Rewrite every line of the listing below in the stretch from the line containing "Question. The photo above holds the wrought" through the end of the listing, both ends included, and multiply each answer coordinate by 1.65, rounding to the nearest whole number with halves rounded up. Reproduce all other text unchanged.

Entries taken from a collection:
————————

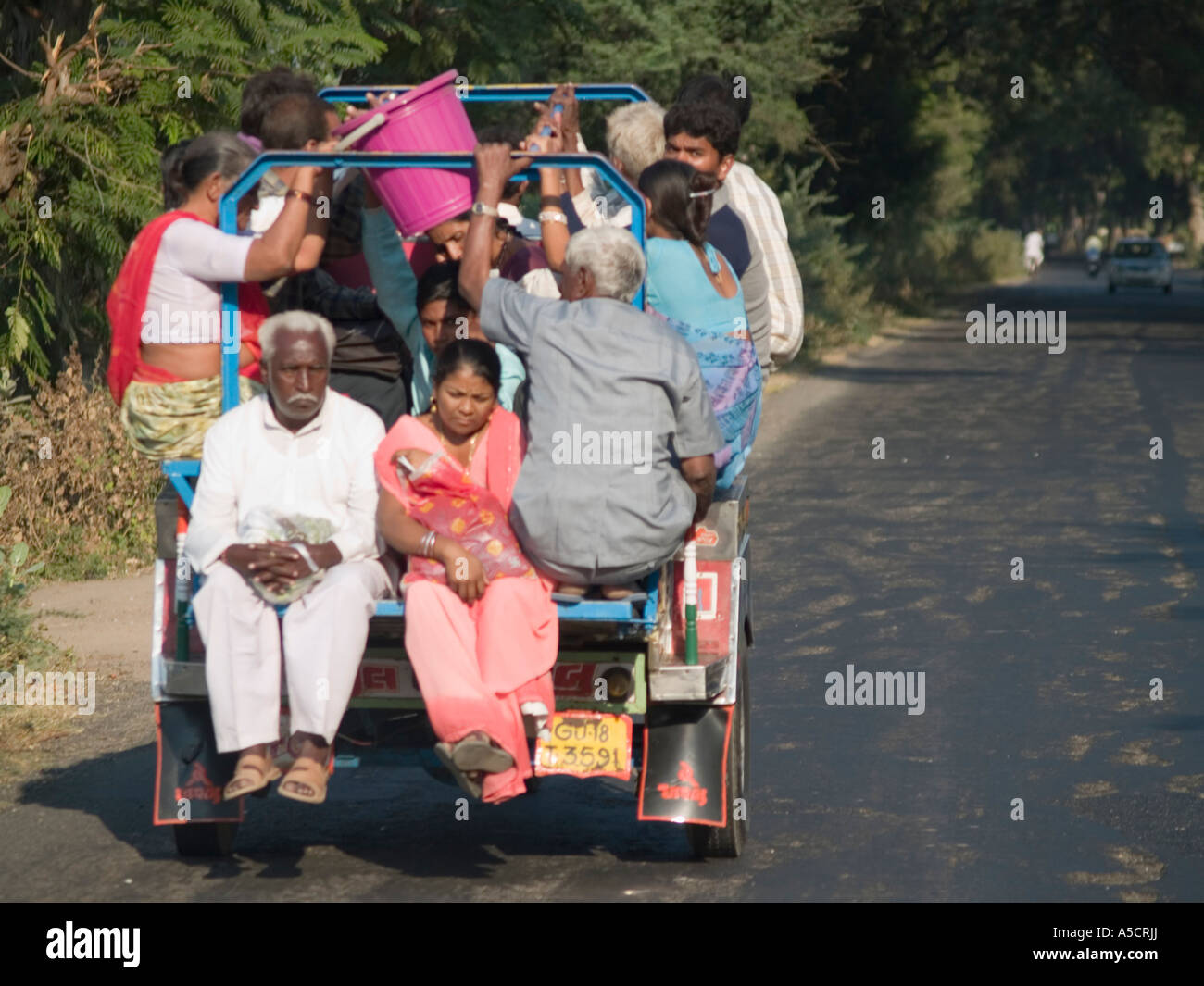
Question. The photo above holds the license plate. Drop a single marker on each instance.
(585, 744)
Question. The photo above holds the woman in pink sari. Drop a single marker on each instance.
(481, 626)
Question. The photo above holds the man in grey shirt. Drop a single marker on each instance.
(621, 433)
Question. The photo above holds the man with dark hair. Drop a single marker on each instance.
(295, 121)
(706, 136)
(709, 88)
(260, 92)
(762, 213)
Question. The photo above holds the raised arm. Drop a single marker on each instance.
(495, 168)
(276, 252)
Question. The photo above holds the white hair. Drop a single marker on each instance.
(295, 321)
(612, 256)
(634, 136)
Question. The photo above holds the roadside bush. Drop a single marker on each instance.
(82, 500)
(994, 255)
(835, 292)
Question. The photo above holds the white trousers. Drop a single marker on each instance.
(324, 636)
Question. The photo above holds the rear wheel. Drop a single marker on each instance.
(726, 842)
(205, 838)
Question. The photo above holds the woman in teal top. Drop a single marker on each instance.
(694, 288)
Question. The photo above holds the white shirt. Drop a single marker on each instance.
(253, 462)
(528, 229)
(194, 257)
(759, 205)
(266, 212)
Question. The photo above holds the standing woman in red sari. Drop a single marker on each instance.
(165, 306)
(482, 630)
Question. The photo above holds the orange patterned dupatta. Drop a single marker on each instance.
(128, 301)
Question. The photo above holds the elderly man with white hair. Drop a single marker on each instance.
(285, 512)
(621, 433)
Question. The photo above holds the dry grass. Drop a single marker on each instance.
(82, 500)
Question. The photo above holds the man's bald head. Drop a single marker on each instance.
(297, 347)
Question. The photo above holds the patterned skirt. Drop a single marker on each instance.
(169, 420)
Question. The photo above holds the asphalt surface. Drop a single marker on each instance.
(1035, 689)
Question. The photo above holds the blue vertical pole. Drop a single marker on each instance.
(232, 328)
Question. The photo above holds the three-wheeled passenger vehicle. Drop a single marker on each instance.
(651, 690)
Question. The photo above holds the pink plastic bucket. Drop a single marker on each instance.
(429, 117)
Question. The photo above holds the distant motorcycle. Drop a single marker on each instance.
(1094, 261)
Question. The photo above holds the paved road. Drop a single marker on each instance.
(1035, 689)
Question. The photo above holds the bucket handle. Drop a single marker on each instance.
(362, 131)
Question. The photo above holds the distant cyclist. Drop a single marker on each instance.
(1035, 251)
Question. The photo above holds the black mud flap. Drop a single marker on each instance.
(189, 770)
(685, 749)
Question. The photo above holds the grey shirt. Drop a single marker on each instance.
(614, 395)
(754, 281)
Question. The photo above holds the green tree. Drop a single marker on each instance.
(80, 141)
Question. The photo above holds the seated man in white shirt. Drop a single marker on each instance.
(299, 456)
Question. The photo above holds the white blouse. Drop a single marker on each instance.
(184, 299)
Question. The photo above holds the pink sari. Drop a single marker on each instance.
(477, 665)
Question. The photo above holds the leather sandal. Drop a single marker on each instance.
(477, 753)
(309, 773)
(253, 773)
(470, 785)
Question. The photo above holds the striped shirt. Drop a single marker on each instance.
(759, 207)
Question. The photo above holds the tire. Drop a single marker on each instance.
(205, 838)
(727, 842)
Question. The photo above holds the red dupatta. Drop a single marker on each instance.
(128, 301)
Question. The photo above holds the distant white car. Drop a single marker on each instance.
(1139, 261)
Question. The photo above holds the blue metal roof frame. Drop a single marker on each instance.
(228, 216)
(517, 93)
(179, 471)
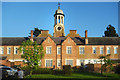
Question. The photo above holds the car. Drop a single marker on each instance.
(4, 74)
(11, 71)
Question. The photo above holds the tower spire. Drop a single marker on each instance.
(58, 5)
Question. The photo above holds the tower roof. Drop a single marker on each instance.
(58, 11)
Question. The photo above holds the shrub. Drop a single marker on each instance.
(117, 69)
(57, 72)
(42, 71)
(67, 69)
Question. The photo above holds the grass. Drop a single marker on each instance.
(77, 76)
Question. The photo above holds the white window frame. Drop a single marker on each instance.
(58, 60)
(115, 50)
(68, 64)
(83, 50)
(108, 48)
(8, 50)
(95, 50)
(2, 50)
(15, 50)
(47, 51)
(101, 52)
(58, 50)
(46, 61)
(67, 48)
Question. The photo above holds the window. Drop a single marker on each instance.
(58, 50)
(48, 50)
(8, 50)
(108, 50)
(59, 19)
(62, 20)
(95, 61)
(56, 19)
(69, 50)
(94, 50)
(101, 50)
(68, 40)
(2, 50)
(39, 63)
(81, 50)
(15, 50)
(48, 63)
(58, 63)
(115, 50)
(48, 40)
(69, 62)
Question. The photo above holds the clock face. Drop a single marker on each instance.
(59, 28)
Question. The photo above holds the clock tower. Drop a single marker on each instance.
(58, 23)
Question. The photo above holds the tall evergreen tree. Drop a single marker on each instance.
(110, 32)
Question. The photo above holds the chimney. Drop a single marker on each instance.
(31, 38)
(86, 38)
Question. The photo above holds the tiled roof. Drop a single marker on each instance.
(104, 41)
(59, 40)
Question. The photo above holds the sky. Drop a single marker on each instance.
(18, 18)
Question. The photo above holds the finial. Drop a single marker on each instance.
(58, 5)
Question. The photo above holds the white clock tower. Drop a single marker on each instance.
(59, 23)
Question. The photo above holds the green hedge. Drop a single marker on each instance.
(42, 71)
(67, 69)
(57, 72)
(37, 71)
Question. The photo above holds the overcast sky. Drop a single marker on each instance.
(18, 18)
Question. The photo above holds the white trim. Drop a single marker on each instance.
(47, 50)
(82, 47)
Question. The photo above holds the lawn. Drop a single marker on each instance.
(77, 76)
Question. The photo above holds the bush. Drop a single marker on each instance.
(117, 69)
(67, 69)
(26, 70)
(42, 71)
(57, 72)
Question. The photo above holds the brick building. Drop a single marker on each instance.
(60, 49)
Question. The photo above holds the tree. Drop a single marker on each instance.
(110, 32)
(107, 62)
(36, 32)
(32, 53)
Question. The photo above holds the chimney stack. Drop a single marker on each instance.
(31, 38)
(86, 38)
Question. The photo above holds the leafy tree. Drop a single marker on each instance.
(32, 53)
(107, 62)
(110, 32)
(36, 32)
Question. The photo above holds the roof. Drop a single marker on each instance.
(59, 40)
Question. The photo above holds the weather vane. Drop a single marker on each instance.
(58, 4)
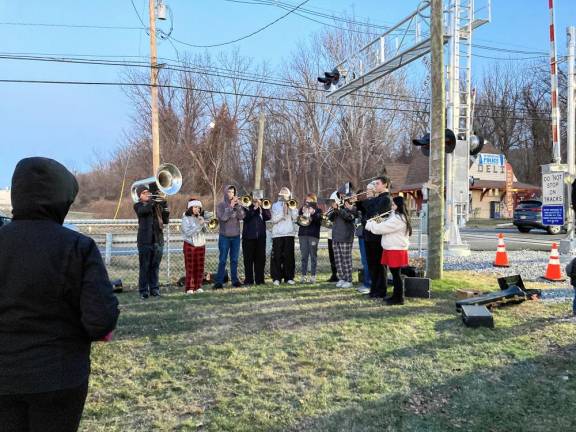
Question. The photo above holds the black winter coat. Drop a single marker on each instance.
(254, 226)
(149, 231)
(373, 207)
(55, 295)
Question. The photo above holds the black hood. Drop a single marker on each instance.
(42, 189)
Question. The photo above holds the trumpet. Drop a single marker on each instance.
(292, 204)
(380, 217)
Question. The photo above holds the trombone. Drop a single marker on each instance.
(379, 218)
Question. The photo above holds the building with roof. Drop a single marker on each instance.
(487, 195)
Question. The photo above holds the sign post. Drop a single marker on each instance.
(553, 199)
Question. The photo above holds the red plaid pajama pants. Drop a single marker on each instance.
(194, 263)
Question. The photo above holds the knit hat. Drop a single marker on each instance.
(285, 193)
(194, 203)
(141, 189)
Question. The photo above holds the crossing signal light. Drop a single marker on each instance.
(330, 78)
(424, 142)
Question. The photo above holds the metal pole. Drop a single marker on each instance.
(571, 127)
(436, 160)
(259, 151)
(154, 89)
(556, 156)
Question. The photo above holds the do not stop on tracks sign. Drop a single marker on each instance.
(553, 198)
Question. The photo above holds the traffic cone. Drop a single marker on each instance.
(554, 271)
(501, 254)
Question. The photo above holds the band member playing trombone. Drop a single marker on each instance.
(254, 242)
(395, 231)
(309, 219)
(229, 213)
(152, 215)
(194, 228)
(284, 214)
(342, 216)
(377, 203)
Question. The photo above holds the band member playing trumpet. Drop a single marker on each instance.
(309, 236)
(229, 213)
(395, 231)
(376, 203)
(283, 218)
(194, 228)
(342, 240)
(254, 242)
(152, 215)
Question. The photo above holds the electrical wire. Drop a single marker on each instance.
(242, 37)
(241, 94)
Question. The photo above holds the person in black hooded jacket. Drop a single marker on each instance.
(55, 300)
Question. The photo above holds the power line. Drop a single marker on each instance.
(231, 93)
(209, 72)
(243, 37)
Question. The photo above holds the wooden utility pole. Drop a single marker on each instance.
(154, 88)
(259, 151)
(436, 160)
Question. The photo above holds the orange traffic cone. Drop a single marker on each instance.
(501, 254)
(554, 271)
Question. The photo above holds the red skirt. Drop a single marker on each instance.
(394, 258)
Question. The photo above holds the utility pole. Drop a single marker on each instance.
(154, 88)
(259, 151)
(571, 129)
(436, 162)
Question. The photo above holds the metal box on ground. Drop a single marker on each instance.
(477, 316)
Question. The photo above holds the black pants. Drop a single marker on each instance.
(332, 260)
(149, 257)
(378, 272)
(254, 251)
(57, 411)
(398, 293)
(282, 262)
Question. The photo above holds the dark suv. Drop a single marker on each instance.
(528, 215)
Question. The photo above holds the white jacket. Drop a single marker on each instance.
(193, 232)
(283, 223)
(393, 231)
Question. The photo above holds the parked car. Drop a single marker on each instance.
(528, 215)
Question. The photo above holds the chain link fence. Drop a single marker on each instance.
(116, 240)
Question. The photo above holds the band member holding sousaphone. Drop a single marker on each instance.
(152, 214)
(194, 228)
(309, 220)
(284, 214)
(229, 213)
(254, 241)
(343, 217)
(377, 203)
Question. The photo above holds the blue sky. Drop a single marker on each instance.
(76, 124)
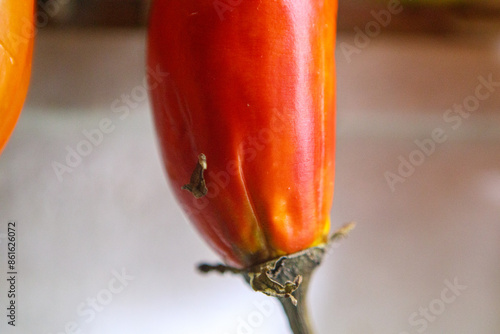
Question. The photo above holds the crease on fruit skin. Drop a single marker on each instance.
(261, 235)
(197, 97)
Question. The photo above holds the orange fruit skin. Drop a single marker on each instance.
(17, 33)
(254, 90)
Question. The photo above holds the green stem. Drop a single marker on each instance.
(298, 316)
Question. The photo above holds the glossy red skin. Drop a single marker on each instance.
(16, 49)
(254, 92)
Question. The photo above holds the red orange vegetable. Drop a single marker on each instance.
(251, 86)
(16, 48)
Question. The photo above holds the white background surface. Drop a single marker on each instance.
(114, 212)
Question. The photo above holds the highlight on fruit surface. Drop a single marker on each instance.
(17, 33)
(246, 125)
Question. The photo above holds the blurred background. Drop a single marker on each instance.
(103, 248)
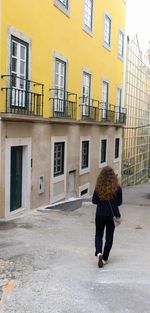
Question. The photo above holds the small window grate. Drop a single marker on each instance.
(84, 191)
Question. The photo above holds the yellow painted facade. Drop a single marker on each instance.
(52, 31)
(61, 98)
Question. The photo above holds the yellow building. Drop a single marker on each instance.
(61, 109)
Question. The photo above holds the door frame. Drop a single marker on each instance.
(26, 172)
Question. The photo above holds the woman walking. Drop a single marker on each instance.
(108, 196)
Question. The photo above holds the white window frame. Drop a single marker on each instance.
(121, 45)
(54, 140)
(120, 147)
(105, 105)
(86, 28)
(87, 101)
(105, 44)
(15, 33)
(60, 178)
(65, 9)
(104, 163)
(119, 103)
(87, 169)
(62, 58)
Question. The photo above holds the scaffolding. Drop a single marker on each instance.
(136, 134)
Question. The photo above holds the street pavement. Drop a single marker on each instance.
(47, 262)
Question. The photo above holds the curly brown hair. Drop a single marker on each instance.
(107, 183)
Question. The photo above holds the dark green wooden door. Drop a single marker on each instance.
(16, 178)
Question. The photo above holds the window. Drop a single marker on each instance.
(64, 2)
(59, 158)
(60, 85)
(85, 154)
(119, 97)
(118, 104)
(63, 5)
(88, 14)
(86, 93)
(107, 31)
(117, 144)
(18, 70)
(85, 150)
(103, 150)
(121, 44)
(105, 94)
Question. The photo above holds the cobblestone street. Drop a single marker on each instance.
(47, 262)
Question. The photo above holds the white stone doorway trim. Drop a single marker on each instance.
(26, 173)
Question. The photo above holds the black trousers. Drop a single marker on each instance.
(102, 223)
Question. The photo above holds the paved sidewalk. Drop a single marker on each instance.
(52, 269)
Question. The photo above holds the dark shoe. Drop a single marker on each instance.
(100, 260)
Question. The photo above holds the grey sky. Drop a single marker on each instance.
(138, 21)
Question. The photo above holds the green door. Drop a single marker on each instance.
(16, 178)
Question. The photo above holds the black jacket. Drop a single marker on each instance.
(103, 206)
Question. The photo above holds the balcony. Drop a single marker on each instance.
(22, 96)
(120, 115)
(107, 112)
(63, 104)
(96, 111)
(89, 109)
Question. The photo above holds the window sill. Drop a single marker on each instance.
(101, 165)
(62, 8)
(106, 46)
(120, 58)
(88, 31)
(84, 171)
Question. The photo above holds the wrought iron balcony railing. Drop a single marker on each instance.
(23, 96)
(64, 103)
(89, 109)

————————

Solution to this problem:
Question. The photo above holds the wrought iron balcony railing. Drop a single marker on each instance.
(38, 158)
(106, 170)
(147, 180)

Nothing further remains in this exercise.